━━━━━ Provided data ━━━━━
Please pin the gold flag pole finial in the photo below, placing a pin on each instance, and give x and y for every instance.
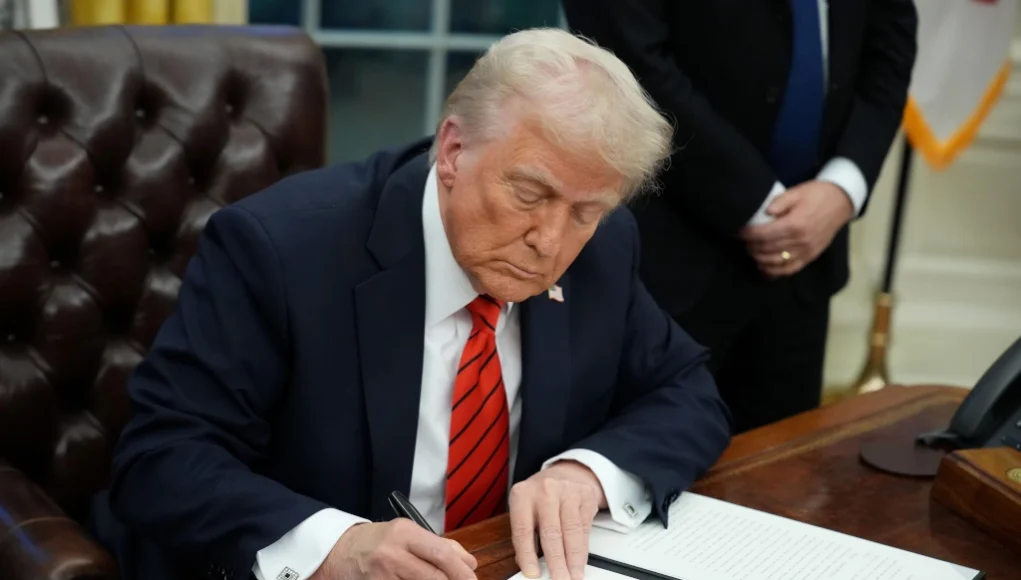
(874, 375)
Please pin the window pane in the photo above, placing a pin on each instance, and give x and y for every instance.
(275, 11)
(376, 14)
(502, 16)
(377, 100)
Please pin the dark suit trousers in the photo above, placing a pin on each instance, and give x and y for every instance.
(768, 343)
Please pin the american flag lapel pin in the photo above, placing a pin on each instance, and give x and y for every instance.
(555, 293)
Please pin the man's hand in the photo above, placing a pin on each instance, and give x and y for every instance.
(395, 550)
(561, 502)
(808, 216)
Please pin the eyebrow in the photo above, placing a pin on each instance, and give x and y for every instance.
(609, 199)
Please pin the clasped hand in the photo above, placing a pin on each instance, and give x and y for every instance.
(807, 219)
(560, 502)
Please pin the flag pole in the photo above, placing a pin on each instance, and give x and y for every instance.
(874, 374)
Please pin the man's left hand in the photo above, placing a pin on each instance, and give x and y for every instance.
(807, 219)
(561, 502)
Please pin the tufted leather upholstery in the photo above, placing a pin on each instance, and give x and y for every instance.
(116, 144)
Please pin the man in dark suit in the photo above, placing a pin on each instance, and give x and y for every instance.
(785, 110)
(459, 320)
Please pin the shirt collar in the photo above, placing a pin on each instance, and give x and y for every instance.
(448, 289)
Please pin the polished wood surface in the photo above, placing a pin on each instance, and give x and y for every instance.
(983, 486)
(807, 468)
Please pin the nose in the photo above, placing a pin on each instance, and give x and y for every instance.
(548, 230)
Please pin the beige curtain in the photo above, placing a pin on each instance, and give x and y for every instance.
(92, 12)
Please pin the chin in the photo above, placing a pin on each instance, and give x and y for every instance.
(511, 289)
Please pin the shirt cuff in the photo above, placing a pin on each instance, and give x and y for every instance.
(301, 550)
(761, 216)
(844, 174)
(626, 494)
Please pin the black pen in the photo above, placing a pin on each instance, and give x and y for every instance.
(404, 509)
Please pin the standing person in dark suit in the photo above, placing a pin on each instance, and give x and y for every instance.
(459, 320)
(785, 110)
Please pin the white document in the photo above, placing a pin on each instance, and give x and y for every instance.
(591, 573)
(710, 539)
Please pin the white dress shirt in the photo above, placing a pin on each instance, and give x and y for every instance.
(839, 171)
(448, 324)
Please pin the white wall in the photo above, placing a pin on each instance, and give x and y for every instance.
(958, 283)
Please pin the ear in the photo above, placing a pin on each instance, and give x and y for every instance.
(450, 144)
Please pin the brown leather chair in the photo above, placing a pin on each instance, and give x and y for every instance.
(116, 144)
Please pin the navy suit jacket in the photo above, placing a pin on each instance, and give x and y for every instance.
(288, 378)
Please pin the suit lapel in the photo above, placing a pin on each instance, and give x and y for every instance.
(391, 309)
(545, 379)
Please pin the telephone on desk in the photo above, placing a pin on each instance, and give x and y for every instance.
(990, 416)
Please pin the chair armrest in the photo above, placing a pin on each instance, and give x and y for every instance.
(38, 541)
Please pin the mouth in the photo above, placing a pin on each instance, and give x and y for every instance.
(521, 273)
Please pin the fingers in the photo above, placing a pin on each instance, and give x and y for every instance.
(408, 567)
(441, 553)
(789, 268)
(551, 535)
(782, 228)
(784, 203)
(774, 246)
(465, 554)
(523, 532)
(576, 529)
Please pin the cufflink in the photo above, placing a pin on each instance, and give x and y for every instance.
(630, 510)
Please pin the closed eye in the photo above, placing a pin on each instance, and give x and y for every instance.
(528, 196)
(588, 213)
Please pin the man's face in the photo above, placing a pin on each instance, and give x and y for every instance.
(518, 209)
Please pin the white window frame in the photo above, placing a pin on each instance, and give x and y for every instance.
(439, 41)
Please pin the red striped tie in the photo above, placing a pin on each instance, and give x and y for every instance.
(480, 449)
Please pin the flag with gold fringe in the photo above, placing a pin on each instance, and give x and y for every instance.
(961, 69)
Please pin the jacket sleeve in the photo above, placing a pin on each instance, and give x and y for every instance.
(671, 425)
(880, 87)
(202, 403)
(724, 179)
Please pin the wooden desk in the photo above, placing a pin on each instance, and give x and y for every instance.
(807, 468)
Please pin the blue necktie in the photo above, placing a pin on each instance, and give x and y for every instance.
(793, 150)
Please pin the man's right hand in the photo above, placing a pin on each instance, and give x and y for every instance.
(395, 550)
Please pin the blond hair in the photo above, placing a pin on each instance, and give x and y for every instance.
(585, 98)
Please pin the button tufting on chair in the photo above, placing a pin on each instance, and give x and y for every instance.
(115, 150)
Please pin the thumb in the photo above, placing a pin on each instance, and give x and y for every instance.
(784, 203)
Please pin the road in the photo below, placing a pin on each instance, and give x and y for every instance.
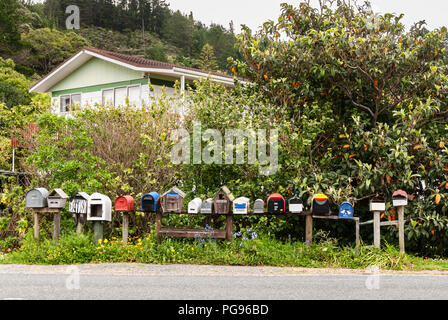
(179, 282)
━━━━━
## Written exercise
Rewrite all of the data above as a numbered list, dropping any blank lines and leaving the pictures out.

## The solution
1. Please pin the gold flag pole finial in the photo below, placing a pin on each instance, and give x and y for every instance.
2. (874, 375)
3. Please pin the window pane in the photo above, placing a pin on each instance, and give x and y for every instance.
4. (275, 11)
5. (376, 14)
6. (502, 16)
7. (377, 100)
8. Please pin the dark suit trousers in the photo above, placing a pin on each instance, and give x and y for every instance.
9. (768, 343)
10. Please pin the american flag lapel pin in the photo above, placing a pin on each instance, and give x and y for every instance.
11. (555, 293)
12. Please pin the man's hand in the photo above, placing a pin on each instance, and give x and y for every instance.
13. (395, 550)
14. (561, 502)
15. (808, 216)
16. Please pin the eyebrow in the photo above, placing a pin on each instance, and give x and y for every instance.
17. (609, 199)
18. Please pin the clasped hand in the photo above, placing a pin on each instance, and give x and y for every instance.
19. (807, 219)
20. (560, 502)
21. Please pin the flag pole in the photo above, placing a pin on each instance, and give x and y for every instance.
22. (874, 374)
23. Please pin the man's left hand in the photo above, placing a pin on each instance, and give x and y for every instance.
24. (807, 219)
25. (561, 502)
26. Please pin the tufted leather upholstery in the photo above, placing a pin on each instance, and give x and y for every instance.
27. (116, 144)
28. Please pin the man in dark suit in the photo above, placing a pin on each instance, and give x and y for every instance.
29. (785, 110)
30. (459, 320)
31. Please pin the shirt collar in the photo above, placing a pin on each instance, and give x and y for every instance.
32. (448, 289)
33. Please pin the polished wood surface in the photo above, placing a pin on each instance, and give x and y for every instance.
34. (983, 486)
35. (807, 468)
36. Please pin the nose in the photo above, placing a pin on each instance, and give x and y for every instance.
37. (548, 230)
38. Please pin the beige curtain in the photo above, placing a pin on each instance, and give x and y for every instance.
39. (92, 12)
40. Please pin the chin in the photo above, placing a pin on each instance, and give x and y for every instance.
41. (511, 289)
42. Please pin the shirt cuff in the photo above, placing a pin on each instance, and give x and y for every instance.
43. (301, 550)
44. (761, 216)
45. (844, 174)
46. (626, 494)
47. Please pin the black pen in the photo above, placing a pin on each instance, and give x and y for every instance.
48. (404, 509)
49. Please pin the standing person in dark suit in the photo above, placing a pin on each instance, and give x and y for every instance.
50. (459, 320)
51. (785, 110)
52. Please pin the white document in the photo above, placing a pin on each instance, and give x and y for every instance.
53. (591, 573)
54. (710, 539)
55. Please pin the white dress shirt in the photo above, placing a pin on each instance, and give x and y for every instance.
56. (839, 171)
57. (448, 324)
58. Please pin the white wall in the photo above, placing a pin on each instance, and give x and y for every instance.
59. (958, 283)
60. Please pin the ear in the photo above, placing a pin on each instance, and give x and y for every instance.
61. (450, 144)
62. Please pin the brown leather chair in the photo above, placing a pin on each instance, and give x and y for every instance.
63. (116, 144)
64. Please pin the navy suit jacket in the photo above, placing a pin on each instance, and give x and y for every instance.
65. (288, 378)
66. Please pin the suit lapel in the photo above, placing a pin on each instance, and give x and y for every instance.
67. (391, 309)
68. (545, 379)
69. Please pin the telephone on desk in the photo above, placing a pin on each instance, and give x and y for every instance.
70. (990, 416)
71. Please pin the chair armrest in the photo above, placing a pin on each instance, and give x and y for every instance.
72. (38, 541)
73. Please pin the mouth in the photo above, placing a pin on each instance, and give x and y for every instance.
74. (521, 273)
75. Please pin the fingers in the photo above, placing a pin on each instance, and give x and y for every instance.
76. (408, 567)
77. (441, 553)
78. (789, 268)
79. (551, 535)
80. (782, 228)
81. (784, 203)
82. (774, 246)
83. (465, 554)
84. (523, 532)
85. (576, 529)
86. Please pin the cufflink in the photo above, placing a pin on each instance, and give x and y for every instance.
87. (630, 510)
88. Please pin the closed eye in the photo above, placing a pin on each instance, and give x and y for every instance.
89. (528, 196)
90. (588, 213)
91. Please pin the man's face in the photo above, placing a pin on each instance, and give x and y for every instance.
92. (518, 209)
93. Please pin the white window frame in the photo above, placing a pin on each instance, and give x and y for every instance.
94. (439, 41)
95. Please pin the red striped tie in the photo above, placing a pin on each instance, and give x and y for every instance.
96. (480, 449)
97. Please pin the flag with gold fringe in the photo above, placing a pin on each instance, and give x and y for every instance.
98. (961, 69)
99. Please pin the jacket sleeve in the photo above, placing a pin on each instance, and give x and y for every instance.
100. (671, 425)
101. (880, 87)
102. (202, 403)
103. (724, 179)
104. Please pin the wooden desk in the photo above, placing a pin on each instance, and give x and y for every instance.
105. (807, 468)
106. Please pin the blue necktie in the photo above, placing a pin on each instance, and give x and y for every instance.
107. (793, 150)
108. Please pin the man's right hand in the photo above, placing a pin on each instance, and give x and y for every instance.
109. (395, 550)
110. Please pin the blond hair in the photo above, placing a pin on each instance, and give x and y for every instance.
111. (585, 98)
112. Please pin the button tufting on chair in the photo above, placing a pin on each instance, and give x and y for every instance.
113. (115, 150)
114. Please pin the thumb in the photo above, placing a pin on each instance, and give x and y for every instance.
115. (784, 203)
116. Please pin the road in the photo below, placing a pin on each instance, and give x and y for every instance.
117. (179, 282)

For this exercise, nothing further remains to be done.